Trecho do texto |
O professor explicou que áreas que fazem parte desse projeto e que antes eram vedadas para construção, agora serão restritas, o que possibilita a construção em áreas irregulares. Para Wagner, a ocupação dessas áreas pode colocar a saúde da população campineira em risco, pois são áreas com grande probabilidade de contaminação e propagação de doenças.

Em contrapartida, o vereador Paulo Gaspar (NOVO), que votou a favor da aprovação do projeto, disse ser contra a proposta, mas que ele se torna válido porque sem a sua existência as áreas ficam sujeitas a invasões e a empreendimentos clandestinos, como pode ser visto na região do Campo Grande, em Campinas. “Quando essas áreas são invadidas, existe uma depredação muito maior do meio ambiente, pois acontece o corte de árvores de forma desenfreada e não há respeito às nascentes. Quase metade da cidade foi alvo de áreas de invasão, e a depredação do meio ambiente é quase total”, completou.

O vereador Paulo Gaspar (NOVO) caracterizou a situação como um paradoxo (Foto: Reprodução/TV Câmara)

Registros fornecidos |
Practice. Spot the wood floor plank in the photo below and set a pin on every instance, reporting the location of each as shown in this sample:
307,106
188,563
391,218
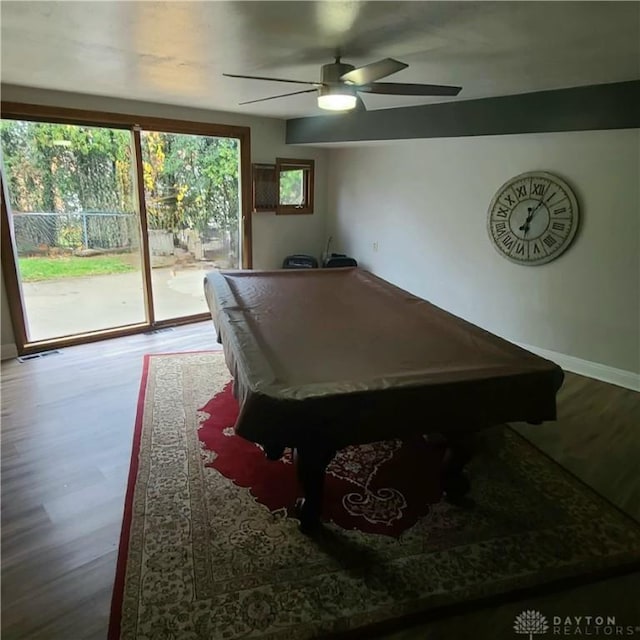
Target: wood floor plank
67,425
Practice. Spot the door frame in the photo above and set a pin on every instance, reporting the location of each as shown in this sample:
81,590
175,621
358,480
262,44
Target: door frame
133,123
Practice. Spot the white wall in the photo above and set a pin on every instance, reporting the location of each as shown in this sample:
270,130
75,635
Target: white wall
274,237
425,203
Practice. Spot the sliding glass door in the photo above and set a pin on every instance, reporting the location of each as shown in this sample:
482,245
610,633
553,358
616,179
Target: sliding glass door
72,206
114,227
192,199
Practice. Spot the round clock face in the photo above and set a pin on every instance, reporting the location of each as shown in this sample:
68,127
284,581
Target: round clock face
533,218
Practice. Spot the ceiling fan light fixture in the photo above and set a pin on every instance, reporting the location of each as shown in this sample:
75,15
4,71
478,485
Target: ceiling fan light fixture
340,98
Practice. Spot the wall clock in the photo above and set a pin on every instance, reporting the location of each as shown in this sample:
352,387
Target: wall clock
533,218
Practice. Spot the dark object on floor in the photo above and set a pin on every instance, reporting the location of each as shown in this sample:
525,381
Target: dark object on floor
299,261
339,260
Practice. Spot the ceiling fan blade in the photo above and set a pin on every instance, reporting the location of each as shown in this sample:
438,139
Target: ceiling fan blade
282,95
234,75
403,89
374,71
360,105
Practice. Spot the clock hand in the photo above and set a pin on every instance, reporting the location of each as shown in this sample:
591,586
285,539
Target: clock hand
525,226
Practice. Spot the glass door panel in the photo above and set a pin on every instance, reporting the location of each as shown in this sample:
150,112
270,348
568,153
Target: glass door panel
73,209
192,200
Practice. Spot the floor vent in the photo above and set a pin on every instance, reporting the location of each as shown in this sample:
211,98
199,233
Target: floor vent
161,330
41,354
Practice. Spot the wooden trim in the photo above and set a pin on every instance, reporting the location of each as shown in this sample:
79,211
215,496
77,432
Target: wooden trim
309,166
10,273
62,115
246,204
143,229
107,334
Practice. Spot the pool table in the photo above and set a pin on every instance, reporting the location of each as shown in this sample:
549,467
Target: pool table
326,358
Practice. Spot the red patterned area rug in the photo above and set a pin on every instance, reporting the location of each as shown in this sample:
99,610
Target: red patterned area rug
202,558
383,487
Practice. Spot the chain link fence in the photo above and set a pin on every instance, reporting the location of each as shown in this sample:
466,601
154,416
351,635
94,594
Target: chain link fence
40,232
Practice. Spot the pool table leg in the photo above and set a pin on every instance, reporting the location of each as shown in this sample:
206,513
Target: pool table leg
311,463
455,482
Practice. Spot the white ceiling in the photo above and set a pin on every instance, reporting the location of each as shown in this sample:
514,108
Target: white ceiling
176,52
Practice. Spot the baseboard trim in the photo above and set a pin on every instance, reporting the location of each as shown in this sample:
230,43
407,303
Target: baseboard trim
9,351
620,377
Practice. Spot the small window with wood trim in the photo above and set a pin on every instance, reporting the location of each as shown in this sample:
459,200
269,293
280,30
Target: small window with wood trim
286,187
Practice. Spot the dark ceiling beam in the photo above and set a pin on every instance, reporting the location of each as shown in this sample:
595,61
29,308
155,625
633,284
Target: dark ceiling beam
603,106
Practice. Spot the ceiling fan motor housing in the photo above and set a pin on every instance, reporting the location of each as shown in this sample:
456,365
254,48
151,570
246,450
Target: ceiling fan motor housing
331,72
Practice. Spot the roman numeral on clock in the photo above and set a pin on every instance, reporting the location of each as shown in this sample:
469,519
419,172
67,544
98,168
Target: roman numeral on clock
538,189
500,228
508,241
558,226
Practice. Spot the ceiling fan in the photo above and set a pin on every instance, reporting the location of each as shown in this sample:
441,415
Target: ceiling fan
341,84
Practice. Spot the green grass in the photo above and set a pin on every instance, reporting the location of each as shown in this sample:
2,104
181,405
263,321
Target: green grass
35,269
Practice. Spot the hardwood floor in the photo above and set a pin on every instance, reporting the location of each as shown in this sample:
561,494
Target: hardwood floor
67,422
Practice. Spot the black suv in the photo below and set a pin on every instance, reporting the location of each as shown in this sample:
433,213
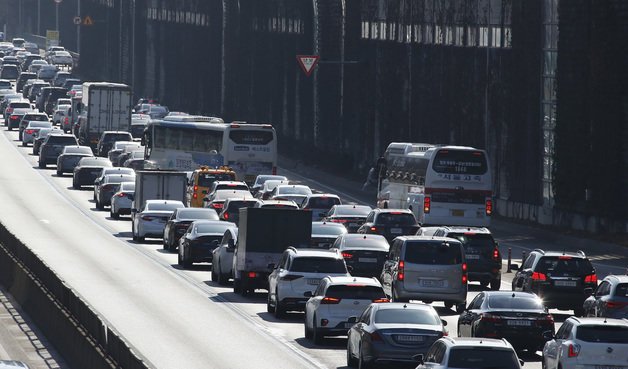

Item de trabalho | Reproduza na íntegra, sem qualquer alteração, o trecho sobre o projeto votado em Campinas. Os registros não são necessários para a tarefa.

Resultado |
O professor explicou que áreas que fazem parte desse projeto e que antes eram vedadas para construção, agora serão restritas, o que possibilita a construção em áreas irregulares. Para Wagner, a ocupação dessas áreas pode colocar a saúde da população campineira em risco, pois são áreas com grande probabilidade de contaminação e propagação de doenças.

Em contrapartida, o vereador Paulo Gaspar (NOVO), que votou a favor da aprovação do projeto, disse ser contra a proposta, mas que ele se torna válido porque sem a sua existência as áreas ficam sujeitas a invasões e a empreendimentos clandestinos, como pode ser visto na região do Campo Grande, em Campinas. “Quando essas áreas são invadidas, existe uma depredação muito maior do meio ambiente, pois acontece o corte de árvores de forma desenfreada e não há respeito às nascentes. Quase metade da cidade foi alvo de áreas de invasão, e a depredação do meio ambiente é quase total”, completou.

O vereador Paulo Gaspar (NOVO) caracterizou a situação como um paradoxo (Foto: Reprodução/TV Câmara)